→ What you have to do
Rescale the data below from its beginning through the line containing "[[692, 148], [566, 197]]", inclusive, and reproduce every line with the requests included. Multiply each coordinate value in the answers by 1.6 and round it to the nearest whole number, with halves rounded up.

-- BEGIN Entries supplied --

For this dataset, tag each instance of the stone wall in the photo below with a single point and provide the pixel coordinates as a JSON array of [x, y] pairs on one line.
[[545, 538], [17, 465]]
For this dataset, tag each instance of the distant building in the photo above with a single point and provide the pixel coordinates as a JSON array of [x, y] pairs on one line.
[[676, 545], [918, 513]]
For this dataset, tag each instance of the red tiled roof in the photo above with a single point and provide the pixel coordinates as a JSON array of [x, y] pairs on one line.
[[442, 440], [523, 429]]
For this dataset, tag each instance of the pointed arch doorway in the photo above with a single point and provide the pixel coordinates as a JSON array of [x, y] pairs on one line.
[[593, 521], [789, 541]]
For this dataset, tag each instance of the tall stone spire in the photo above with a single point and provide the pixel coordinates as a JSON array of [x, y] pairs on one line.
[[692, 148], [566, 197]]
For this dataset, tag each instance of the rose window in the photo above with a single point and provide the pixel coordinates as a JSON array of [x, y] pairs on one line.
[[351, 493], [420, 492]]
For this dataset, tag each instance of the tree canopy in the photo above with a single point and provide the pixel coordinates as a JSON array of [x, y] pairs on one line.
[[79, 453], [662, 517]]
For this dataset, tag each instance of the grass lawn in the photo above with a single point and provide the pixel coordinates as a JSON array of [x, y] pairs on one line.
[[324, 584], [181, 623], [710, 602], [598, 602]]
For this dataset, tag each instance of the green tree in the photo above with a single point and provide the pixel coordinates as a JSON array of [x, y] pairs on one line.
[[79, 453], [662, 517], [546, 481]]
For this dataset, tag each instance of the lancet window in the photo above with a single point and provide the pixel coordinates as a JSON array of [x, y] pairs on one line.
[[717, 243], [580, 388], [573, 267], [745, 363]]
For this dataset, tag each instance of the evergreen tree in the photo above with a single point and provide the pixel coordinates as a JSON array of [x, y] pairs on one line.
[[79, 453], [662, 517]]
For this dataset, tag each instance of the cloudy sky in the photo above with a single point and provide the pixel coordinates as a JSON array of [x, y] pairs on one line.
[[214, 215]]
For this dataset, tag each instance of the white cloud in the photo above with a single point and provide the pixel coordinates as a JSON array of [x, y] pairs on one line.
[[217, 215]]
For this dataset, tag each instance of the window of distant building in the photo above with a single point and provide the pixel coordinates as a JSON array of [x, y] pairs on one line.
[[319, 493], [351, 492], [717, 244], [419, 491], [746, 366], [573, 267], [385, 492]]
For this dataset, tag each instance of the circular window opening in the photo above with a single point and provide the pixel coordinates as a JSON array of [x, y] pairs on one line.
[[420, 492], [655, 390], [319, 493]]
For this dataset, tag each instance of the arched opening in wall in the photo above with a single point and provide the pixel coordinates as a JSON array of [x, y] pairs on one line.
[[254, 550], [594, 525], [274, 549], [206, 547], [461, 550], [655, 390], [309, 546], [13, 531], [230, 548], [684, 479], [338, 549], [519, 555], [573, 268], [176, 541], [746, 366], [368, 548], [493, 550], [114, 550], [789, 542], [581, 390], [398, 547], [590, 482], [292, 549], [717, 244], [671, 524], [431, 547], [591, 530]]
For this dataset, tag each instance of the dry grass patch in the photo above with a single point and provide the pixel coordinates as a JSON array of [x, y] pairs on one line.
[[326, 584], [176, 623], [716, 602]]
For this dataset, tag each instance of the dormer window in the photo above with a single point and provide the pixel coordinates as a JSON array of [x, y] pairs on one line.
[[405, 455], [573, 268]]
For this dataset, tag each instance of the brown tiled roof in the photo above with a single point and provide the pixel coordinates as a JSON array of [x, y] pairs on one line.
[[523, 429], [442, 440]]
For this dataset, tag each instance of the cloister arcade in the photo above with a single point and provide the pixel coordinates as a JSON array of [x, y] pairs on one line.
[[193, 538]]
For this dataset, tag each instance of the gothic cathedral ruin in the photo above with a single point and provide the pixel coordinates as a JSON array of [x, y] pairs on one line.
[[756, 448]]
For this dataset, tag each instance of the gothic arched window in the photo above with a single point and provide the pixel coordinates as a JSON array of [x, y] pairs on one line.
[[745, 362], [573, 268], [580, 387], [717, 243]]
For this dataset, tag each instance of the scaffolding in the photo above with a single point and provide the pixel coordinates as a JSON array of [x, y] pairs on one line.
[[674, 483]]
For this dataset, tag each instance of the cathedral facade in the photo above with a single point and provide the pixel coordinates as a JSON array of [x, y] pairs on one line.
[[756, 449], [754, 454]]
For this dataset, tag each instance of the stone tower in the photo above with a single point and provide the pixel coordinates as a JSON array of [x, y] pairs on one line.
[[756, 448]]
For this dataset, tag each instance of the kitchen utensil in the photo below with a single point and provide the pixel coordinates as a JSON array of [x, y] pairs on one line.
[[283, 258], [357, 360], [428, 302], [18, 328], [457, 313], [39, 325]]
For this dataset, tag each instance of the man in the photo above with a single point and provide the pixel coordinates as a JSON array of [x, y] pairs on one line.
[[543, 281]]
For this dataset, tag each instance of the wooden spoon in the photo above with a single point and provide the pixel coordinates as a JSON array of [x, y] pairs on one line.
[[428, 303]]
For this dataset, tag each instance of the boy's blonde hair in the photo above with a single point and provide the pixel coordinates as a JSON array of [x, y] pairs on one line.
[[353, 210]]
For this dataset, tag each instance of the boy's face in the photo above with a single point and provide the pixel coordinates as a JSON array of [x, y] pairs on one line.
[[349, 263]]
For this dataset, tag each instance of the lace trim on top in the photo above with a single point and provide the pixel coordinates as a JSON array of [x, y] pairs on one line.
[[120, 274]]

-- END Entries supplied --

→ Reply
For this dataset, tag each instance of the stone wall in the photo below with a single point and provide the pixel coordinates as a JSON array of [x, y] pairs on one line.
[[872, 861], [27, 744]]
For this dataset, tag each instance of the distant building in the photo above with a single point and provide the pixel coordinates as a JSON array of [x, y] pairs on one line.
[[1082, 872], [1469, 821]]
For this dataset, tag each instance of the red tiled roof in the photo above with a single point and provide the pixel coordinates as a JSON array of [x, y] pairs on one line.
[[707, 704], [837, 686]]
For this dataset, tag each instance of the pointed arch doorway in the photo above with a single point and provide the pixel coordinates as a JSON array of [x, y] pairs on one line.
[[949, 834], [1262, 866]]
For this dataset, tag each instance of the tall stone spire in the photo above with a single point and provide the pixel coordinates as a JSON array of [x, y] pairs on one line.
[[1107, 237], [906, 315]]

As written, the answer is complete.